■ Tujuan Tugas:
a) Menurut kutipan tentang perjalanan Sayyid Ali Rahmatullah, di pelabuhan mana kapal layar yang ditumpanginya mendarat?
b) Lanjutkan kutipan tentang perjalanan Sayyid Ali Rahmatullah, dimulai setelah kalimat terakhir yang ditampilkan.

■ Kutipan Bacaan:
==============================

Keberangkatan Sayyid Ali Rahmatullah ke tanah Jawa tentunya tak sendirian. Ia ditemani oleh ayah dan juga kakaknya. Sebagaimana disebutkan diatas, ayah Sayyid Ali Rahmatullah adalah Syekh Maulana Ibrahim Asmarakandi dan kakaknya bernama Sayyid Ali Murtadho. Diduga tidak langsung ke Majapahit, melainkan terlebih dahulu ke daerah Tuban. Di Tuban tepatnya di desa Gesikharjo, Syekh Maulana Ibrahim Asmarakandi jatuh sakit dan meninggak dunia, pada akhirnya beliau dimakamkan di desa tersebut yang masih termasuk kecamatan Palang Kabupaten Tuban.

Sayyid Murtadho kemudian meneruskan perjalanannya, beliau berdakwah keliling daerah Nusa Tenggara, Madura dan sampai ke Bima. Disana beliau mendapatkan sebutan raja Pandita Bima, dan akhirnya berdakwah di Gresik mendapat sebutan Raden Santri, beliau wafat dan dimakamkan di Gresik, Sayyid Ali Rahmatullah meneruskan perjalanan ke Majapahit menghadap Prabu Brawijaya sesuai permintaan Ratu Dwarawati.

Kapal layar yang ditumpanginya mendarat dipelabuhan Canggu. Kedatangannya langsung disambut dengan suka cita oleh Prabu Brawijaya. Ratu Dwarawati bibinya sendiri memeluknya erat-erat seolah-olah sedang memeluk kakak perempuannya yang di negeri Cempa. Sebab wajah Sayyid Ali Rahmatullah memang sangat mirip dengan kakak perempuannya.

Nanda Rahmatullah, bersediakah engkau memberikan pelajaran atau mendidik kaum bangsawan dan rakyat Majapahit agar memiliki budi pekerti mulia!! Tanya sang Prabu kepada Sayyid Ali Rahmatullah sesudah beristirahat melepas lelah. Dengan sikapnya yang sopan santun tutur kata yang halus Sayyid Ali Rahmatullah menjawab. Dengan senang hati Gusti Prabu, saya akan berusaha sekuat-kuatnya untuk mencurahkan kemampuan saya mendidik mereka.

==============================

■ Data Hasil Ekstraksi:
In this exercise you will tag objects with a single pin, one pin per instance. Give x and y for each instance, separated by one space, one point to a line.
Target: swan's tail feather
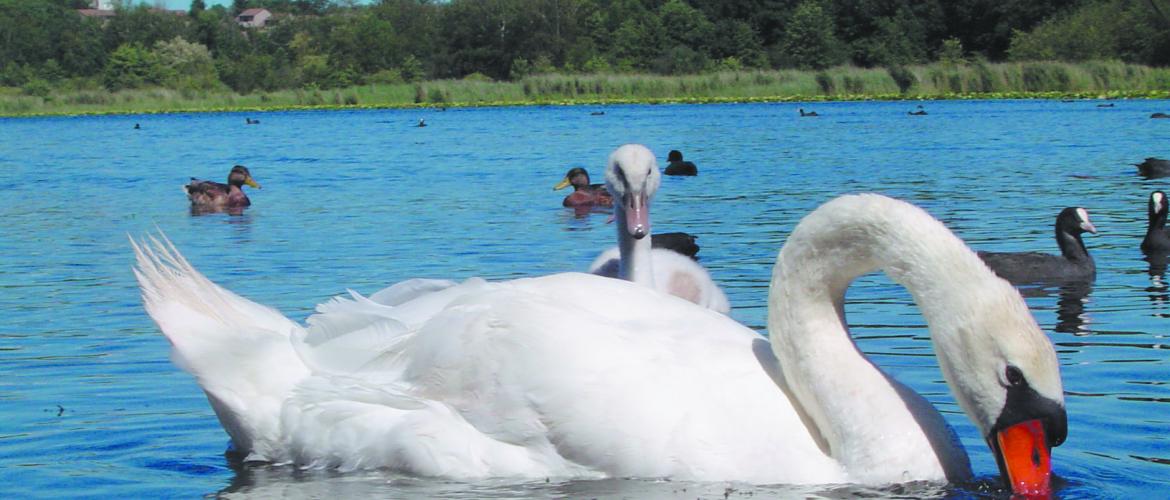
239 351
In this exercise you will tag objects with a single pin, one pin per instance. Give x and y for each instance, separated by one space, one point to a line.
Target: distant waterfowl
678 166
1157 240
584 194
212 194
578 376
678 241
632 177
1154 168
1074 262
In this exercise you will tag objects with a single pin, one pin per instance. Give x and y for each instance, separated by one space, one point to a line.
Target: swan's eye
1013 376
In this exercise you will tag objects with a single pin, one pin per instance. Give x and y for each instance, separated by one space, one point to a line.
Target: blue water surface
91 405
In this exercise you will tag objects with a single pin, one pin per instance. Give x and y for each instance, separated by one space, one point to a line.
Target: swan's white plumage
482 379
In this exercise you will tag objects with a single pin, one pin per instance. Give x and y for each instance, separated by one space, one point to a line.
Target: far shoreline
933 82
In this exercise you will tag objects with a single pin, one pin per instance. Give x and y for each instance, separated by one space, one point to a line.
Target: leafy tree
638 40
810 41
145 27
951 52
683 25
736 39
1122 29
186 64
130 67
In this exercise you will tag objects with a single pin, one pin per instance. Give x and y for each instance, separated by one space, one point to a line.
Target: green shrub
903 77
854 84
386 76
36 87
825 83
1043 76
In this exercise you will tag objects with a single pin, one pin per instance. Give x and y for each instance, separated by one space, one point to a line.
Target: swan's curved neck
634 262
857 409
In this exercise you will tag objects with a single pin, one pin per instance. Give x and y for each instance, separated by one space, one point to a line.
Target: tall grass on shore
971 80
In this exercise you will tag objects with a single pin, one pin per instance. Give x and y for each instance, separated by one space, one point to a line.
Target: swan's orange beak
1024 460
638 216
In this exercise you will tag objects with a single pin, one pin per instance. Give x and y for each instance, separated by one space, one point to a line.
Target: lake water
91 404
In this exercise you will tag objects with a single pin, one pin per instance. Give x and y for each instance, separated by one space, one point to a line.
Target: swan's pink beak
1024 459
638 216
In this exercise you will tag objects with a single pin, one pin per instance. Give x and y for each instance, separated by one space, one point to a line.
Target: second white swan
483 379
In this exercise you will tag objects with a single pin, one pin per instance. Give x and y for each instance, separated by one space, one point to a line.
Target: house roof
95 13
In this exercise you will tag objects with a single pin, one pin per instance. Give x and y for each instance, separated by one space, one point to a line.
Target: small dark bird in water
678 166
212 194
679 242
1073 265
1157 240
584 193
1154 168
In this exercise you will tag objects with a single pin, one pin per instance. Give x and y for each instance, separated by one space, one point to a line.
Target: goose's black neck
1071 244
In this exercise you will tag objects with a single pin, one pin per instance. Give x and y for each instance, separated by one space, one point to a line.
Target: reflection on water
202 210
1071 315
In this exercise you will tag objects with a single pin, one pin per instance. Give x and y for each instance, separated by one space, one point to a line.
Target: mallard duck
579 376
678 166
212 194
584 193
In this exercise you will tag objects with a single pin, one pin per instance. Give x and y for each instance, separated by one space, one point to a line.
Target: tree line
321 43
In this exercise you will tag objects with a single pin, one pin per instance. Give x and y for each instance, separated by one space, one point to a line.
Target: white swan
484 379
632 177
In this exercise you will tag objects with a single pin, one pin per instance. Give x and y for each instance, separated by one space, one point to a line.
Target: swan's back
562 375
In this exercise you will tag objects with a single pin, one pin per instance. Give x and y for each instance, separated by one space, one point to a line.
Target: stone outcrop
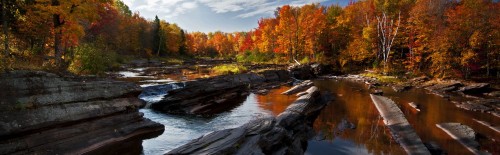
463 134
475 88
299 87
309 71
213 95
44 113
401 130
286 134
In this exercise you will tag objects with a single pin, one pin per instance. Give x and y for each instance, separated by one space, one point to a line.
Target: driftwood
214 95
298 88
401 130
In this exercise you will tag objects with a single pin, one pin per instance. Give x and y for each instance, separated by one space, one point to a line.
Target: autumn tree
157 36
65 18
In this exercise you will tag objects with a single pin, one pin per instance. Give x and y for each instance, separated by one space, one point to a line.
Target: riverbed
349 125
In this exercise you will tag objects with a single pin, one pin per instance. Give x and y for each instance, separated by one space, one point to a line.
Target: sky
215 15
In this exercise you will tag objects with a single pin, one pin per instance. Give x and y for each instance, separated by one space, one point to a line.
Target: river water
349 125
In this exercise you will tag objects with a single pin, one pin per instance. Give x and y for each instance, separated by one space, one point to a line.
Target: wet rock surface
213 95
286 134
399 126
463 134
309 71
475 88
299 87
44 113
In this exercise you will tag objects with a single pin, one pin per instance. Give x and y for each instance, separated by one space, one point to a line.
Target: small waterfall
153 94
148 105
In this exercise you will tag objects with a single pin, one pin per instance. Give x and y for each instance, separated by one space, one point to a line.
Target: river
349 125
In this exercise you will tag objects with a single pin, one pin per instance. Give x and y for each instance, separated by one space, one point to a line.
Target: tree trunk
57 35
5 28
57 39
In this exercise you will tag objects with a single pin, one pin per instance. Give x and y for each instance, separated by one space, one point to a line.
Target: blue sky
215 15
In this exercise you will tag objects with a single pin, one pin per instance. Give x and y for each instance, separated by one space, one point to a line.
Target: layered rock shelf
212 95
44 113
401 130
286 134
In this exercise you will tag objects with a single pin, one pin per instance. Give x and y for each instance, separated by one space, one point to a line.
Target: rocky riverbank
212 95
473 96
45 113
286 134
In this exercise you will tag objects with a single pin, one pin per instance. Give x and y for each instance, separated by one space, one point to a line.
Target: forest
441 38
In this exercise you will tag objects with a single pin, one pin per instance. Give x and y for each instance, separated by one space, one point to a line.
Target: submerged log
475 88
401 130
489 125
463 134
286 134
44 113
414 106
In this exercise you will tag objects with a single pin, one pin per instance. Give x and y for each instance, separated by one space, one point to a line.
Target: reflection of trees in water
274 101
353 104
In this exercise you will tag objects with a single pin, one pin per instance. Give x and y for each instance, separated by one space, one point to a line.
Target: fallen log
217 94
463 134
489 125
401 130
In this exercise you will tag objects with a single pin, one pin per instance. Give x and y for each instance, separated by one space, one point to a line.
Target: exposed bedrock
463 134
401 130
309 71
286 134
44 113
213 95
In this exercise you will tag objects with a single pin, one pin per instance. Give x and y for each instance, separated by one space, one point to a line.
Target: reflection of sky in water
337 146
181 129
129 74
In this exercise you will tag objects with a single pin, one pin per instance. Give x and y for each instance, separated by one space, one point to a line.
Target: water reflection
352 106
370 136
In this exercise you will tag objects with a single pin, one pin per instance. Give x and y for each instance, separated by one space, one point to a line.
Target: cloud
250 8
240 8
223 6
164 8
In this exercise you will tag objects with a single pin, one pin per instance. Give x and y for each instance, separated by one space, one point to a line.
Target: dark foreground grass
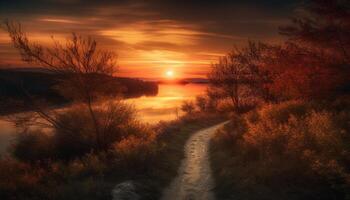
291 150
150 166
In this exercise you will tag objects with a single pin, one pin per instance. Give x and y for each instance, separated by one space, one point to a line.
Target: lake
150 109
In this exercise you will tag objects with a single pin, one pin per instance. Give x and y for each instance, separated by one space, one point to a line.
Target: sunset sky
151 37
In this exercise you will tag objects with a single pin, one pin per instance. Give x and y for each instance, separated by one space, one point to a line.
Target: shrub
187 107
292 142
78 137
33 146
137 150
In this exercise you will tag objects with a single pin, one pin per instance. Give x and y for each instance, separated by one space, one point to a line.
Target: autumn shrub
295 144
188 107
33 146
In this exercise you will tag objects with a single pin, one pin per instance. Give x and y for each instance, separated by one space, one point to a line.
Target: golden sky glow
149 38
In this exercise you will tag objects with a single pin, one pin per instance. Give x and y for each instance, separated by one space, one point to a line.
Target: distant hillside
14 84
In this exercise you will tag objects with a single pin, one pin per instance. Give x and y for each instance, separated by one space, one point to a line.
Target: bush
293 143
33 146
79 137
188 107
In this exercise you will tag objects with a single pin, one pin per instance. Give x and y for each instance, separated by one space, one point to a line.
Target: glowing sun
169 74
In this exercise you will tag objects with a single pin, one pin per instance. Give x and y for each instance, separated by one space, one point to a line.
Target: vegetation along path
194 179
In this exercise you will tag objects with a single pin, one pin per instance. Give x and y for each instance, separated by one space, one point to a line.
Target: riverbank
18 88
151 164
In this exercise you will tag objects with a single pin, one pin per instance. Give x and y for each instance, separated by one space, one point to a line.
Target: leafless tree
84 69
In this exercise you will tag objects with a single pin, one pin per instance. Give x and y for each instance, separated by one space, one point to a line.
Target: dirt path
194 180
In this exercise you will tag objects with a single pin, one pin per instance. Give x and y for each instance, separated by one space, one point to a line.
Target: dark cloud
200 29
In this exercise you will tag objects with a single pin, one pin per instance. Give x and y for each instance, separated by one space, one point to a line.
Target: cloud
150 34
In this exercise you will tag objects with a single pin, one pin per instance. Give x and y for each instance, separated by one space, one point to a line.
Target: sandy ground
194 180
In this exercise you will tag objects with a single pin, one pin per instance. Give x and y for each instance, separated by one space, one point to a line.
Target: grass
150 158
291 150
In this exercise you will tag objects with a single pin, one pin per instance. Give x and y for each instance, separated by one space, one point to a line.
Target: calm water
165 106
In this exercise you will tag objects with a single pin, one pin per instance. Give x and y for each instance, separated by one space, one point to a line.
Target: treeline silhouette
16 85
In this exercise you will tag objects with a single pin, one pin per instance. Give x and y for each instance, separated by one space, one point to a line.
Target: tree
323 24
315 61
238 75
85 70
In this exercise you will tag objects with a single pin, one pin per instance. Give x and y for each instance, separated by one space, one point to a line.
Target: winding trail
194 180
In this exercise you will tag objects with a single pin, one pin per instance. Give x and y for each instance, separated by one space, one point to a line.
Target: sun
169 74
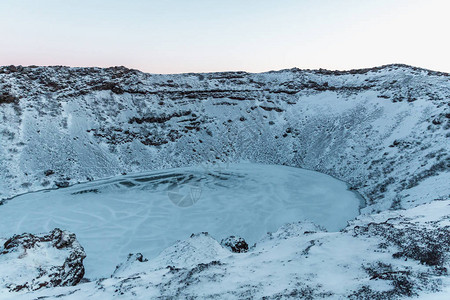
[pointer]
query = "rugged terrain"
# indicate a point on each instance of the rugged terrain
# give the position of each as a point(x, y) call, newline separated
point(383, 130)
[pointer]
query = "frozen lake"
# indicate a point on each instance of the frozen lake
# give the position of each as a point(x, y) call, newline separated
point(148, 212)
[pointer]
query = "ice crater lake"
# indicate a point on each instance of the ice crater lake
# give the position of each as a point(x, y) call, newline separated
point(148, 212)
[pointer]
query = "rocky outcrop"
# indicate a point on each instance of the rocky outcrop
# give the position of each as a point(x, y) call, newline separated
point(31, 262)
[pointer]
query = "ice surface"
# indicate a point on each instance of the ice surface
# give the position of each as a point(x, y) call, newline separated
point(148, 212)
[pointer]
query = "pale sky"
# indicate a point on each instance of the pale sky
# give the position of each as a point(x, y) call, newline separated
point(205, 35)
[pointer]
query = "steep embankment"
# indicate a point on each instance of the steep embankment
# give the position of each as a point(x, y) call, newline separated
point(383, 130)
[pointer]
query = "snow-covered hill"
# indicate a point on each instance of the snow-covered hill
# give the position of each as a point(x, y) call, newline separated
point(384, 130)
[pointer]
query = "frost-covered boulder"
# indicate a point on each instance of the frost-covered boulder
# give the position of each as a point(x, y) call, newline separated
point(31, 262)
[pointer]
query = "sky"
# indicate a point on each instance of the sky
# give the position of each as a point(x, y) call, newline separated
point(179, 36)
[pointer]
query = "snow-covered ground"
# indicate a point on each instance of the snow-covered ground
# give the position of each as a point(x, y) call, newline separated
point(141, 213)
point(298, 261)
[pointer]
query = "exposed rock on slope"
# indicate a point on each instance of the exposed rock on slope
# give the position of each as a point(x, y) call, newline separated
point(391, 255)
point(30, 262)
point(384, 130)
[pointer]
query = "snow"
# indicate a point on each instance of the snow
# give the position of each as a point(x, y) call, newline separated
point(113, 218)
point(384, 131)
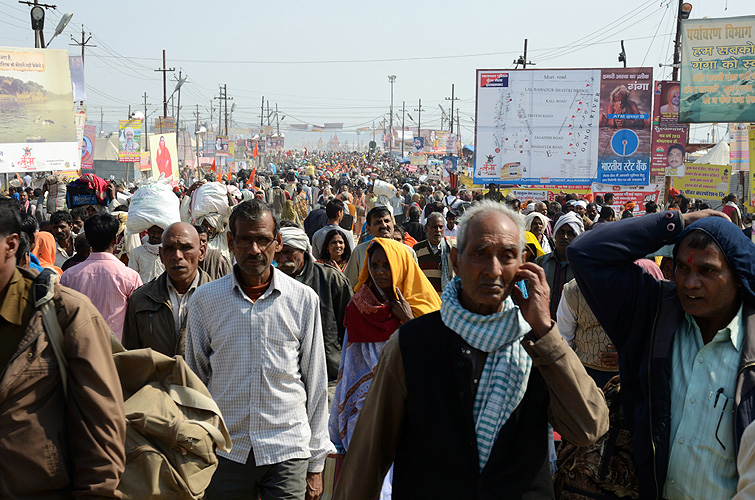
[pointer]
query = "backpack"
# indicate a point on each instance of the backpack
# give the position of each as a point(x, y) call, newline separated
point(605, 470)
point(173, 424)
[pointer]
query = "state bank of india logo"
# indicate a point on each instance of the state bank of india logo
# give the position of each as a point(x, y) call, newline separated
point(27, 160)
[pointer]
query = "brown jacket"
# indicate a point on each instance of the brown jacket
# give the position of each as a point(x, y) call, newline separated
point(149, 318)
point(50, 448)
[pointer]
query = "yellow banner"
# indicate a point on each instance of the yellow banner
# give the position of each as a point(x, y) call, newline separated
point(751, 139)
point(705, 181)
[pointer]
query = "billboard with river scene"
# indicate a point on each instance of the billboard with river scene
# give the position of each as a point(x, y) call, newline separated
point(37, 127)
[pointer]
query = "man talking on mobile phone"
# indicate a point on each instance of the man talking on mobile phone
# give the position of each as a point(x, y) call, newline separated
point(462, 397)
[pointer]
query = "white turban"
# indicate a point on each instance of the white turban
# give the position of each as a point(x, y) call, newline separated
point(574, 220)
point(295, 237)
point(531, 216)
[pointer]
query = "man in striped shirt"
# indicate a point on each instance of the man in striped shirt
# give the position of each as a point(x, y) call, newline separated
point(254, 337)
point(434, 253)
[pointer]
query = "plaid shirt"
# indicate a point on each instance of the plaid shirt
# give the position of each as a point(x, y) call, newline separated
point(300, 207)
point(264, 364)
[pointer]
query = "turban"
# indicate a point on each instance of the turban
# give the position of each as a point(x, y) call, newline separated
point(574, 221)
point(737, 248)
point(295, 237)
point(532, 216)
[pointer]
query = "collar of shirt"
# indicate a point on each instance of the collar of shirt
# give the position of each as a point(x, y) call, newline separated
point(732, 332)
point(102, 256)
point(15, 299)
point(192, 287)
point(274, 285)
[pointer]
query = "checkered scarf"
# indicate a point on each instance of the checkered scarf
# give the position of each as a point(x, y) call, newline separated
point(507, 368)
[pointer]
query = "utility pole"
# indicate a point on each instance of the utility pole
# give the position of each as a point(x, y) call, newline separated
point(84, 44)
point(39, 36)
point(225, 100)
point(451, 116)
point(178, 115)
point(523, 59)
point(392, 80)
point(403, 126)
point(277, 122)
point(165, 71)
point(677, 44)
point(220, 111)
point(146, 124)
point(419, 119)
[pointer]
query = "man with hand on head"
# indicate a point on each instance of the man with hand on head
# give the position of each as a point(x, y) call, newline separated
point(686, 347)
point(157, 312)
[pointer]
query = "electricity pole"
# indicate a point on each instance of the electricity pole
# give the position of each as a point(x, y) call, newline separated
point(164, 71)
point(146, 124)
point(403, 126)
point(84, 44)
point(392, 80)
point(419, 119)
point(452, 99)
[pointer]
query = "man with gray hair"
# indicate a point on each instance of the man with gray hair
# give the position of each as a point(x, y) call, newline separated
point(498, 368)
point(434, 253)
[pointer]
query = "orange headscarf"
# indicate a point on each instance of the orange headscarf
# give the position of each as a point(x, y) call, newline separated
point(45, 251)
point(405, 275)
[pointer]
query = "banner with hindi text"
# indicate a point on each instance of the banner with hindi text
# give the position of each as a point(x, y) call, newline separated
point(718, 64)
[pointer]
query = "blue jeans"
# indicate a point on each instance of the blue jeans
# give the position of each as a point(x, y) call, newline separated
point(282, 481)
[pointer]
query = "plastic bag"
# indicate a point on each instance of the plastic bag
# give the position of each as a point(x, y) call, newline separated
point(152, 204)
point(210, 198)
point(56, 193)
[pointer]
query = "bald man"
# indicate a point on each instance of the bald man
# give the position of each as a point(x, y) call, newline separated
point(156, 313)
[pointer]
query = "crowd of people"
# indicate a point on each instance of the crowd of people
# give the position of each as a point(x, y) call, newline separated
point(443, 340)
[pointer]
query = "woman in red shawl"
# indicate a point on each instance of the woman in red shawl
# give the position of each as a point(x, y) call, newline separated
point(164, 163)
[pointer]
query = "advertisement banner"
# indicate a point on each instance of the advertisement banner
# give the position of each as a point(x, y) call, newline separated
point(129, 140)
point(165, 125)
point(701, 180)
point(718, 63)
point(145, 162)
point(546, 127)
point(624, 194)
point(87, 147)
point(740, 149)
point(752, 165)
point(221, 146)
point(665, 158)
point(164, 155)
point(419, 160)
point(209, 144)
point(36, 103)
point(625, 134)
point(76, 65)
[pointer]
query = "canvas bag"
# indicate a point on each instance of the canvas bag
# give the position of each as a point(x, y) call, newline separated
point(173, 425)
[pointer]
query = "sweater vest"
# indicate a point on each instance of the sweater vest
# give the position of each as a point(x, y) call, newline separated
point(437, 453)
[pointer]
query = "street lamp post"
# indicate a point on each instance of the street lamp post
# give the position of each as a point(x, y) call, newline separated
point(391, 79)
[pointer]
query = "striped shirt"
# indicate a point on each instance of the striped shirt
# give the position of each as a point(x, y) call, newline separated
point(264, 364)
point(702, 459)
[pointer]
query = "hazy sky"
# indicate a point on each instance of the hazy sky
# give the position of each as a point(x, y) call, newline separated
point(328, 61)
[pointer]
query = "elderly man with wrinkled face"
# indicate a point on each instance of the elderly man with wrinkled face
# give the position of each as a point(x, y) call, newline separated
point(686, 347)
point(462, 397)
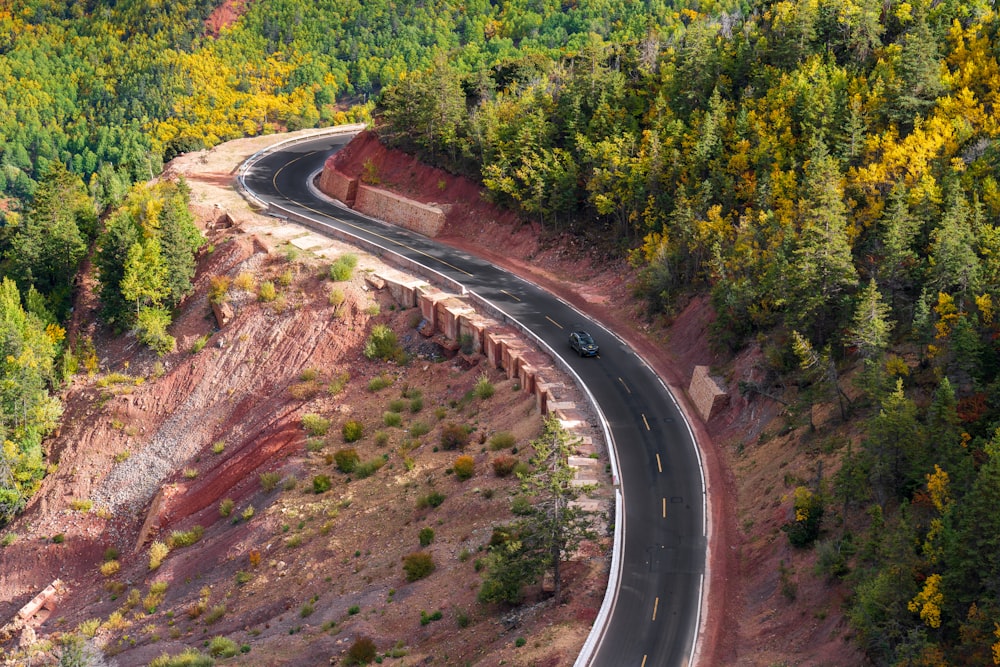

==============================

■ Jawaban Tugas:
a) Di pelabuhan Canggu.

b)
Bagus! Sahut sang Prabu. “Bila demikian kau akan kuberi hadiah sebidang tanah berikut bangunannya di Surabaya. Disanalah kau akan mendidik para bangsawan dan pangeran Majapahit agar berbudi pekerti mulia.”

“Terima kasih saya haturkan Gusti Prabu”, Jawab Sayyid Ali Rahmatullah. Disebutkan dalam literatur bahwa selanjutnya Sayyid Ali Rahmatullah menetap beberapa hari di istana Majapahit dan dijodohkan dengan salah satu puteri Majapahit yang bernama Dewi Candrowati atau juga disebut Nyai Ageng Manila. Dengan demikian Sayyid Ali Rahmtullah adalah salah seorang Pangeran Majapahit, sebab beliau adalah menantu Raja Majapahit.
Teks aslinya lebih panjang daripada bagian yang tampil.